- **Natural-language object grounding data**
▼

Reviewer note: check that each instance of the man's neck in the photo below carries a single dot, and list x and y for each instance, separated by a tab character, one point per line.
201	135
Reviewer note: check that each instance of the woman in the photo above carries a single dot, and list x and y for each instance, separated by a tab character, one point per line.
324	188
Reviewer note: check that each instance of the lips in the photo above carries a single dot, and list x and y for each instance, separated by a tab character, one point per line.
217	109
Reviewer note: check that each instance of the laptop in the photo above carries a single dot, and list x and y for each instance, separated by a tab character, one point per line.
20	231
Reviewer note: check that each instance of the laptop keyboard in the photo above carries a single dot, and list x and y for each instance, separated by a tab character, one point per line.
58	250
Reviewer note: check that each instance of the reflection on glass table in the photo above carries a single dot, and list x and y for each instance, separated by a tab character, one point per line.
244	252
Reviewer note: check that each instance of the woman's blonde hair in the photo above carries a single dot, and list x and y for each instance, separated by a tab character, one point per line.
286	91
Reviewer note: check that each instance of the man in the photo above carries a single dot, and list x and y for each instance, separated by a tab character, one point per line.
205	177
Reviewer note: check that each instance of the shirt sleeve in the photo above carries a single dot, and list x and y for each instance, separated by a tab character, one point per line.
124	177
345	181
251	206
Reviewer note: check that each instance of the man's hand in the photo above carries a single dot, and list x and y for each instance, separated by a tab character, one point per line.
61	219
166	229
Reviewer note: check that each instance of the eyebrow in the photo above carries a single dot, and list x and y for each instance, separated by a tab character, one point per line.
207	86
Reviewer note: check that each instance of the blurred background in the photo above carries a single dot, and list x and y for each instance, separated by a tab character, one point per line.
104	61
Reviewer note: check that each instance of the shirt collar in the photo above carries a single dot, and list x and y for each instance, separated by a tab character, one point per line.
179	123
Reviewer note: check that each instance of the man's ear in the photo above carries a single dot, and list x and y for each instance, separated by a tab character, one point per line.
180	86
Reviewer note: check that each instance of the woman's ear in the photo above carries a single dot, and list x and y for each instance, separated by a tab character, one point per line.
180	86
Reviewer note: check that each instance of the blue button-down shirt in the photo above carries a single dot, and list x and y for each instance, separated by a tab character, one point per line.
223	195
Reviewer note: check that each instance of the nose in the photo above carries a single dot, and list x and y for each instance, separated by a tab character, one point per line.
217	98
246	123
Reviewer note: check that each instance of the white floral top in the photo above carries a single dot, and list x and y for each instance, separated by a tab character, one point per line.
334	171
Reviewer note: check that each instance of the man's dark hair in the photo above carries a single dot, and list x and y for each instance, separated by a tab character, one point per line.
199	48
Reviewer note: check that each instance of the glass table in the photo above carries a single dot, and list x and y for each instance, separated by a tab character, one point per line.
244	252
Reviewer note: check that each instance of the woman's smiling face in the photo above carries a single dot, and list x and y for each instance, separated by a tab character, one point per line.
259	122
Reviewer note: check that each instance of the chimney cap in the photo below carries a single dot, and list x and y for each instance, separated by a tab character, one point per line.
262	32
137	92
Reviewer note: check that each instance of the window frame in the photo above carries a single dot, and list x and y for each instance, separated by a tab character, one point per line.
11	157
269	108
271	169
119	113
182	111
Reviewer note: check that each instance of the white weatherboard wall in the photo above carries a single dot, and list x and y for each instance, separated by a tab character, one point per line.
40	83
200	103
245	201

▲

- **What you need to do**
Where the line containing "Reviewer note: check that each instance of the man's dark" appears in the records above, begin there and print every line through the last, exactly and with nothing else.

- **Solution for this task**
Reviewer note: check that each instance of the man's dark hair in the photo above carries a single dot, and list x and y for each instance, separated by a tab character, one point per line.
199	48
Reviewer note: check that each instance of the glass table in the photo above carries a single dot, and list x and y for each instance, separated by a tab character, one point per line.
244	252
Reviewer note: check that each instance of the woman's smiling face in the photo above carries a single dot, and list x and y for each instance, separated by a tab character, one point per line.
259	122
Reviewer note: check that each instance of the chimney cap in the photo below carries a single dot, and list x and y for each instance, separated by a tab character, one point per line.
262	32
137	92
Reviewer note: check that each instance of the window frame in the photo above carries a single dot, and list x and y for each instance, separated by a tab character, one point per line.
11	157
269	108
271	169
119	113
182	111
Reviewer note: check that each instance of the white weatherboard wall in the photo above carries a single dot, and list x and y for each instance, separated by a tab character, one point per line.
40	83
200	103
245	201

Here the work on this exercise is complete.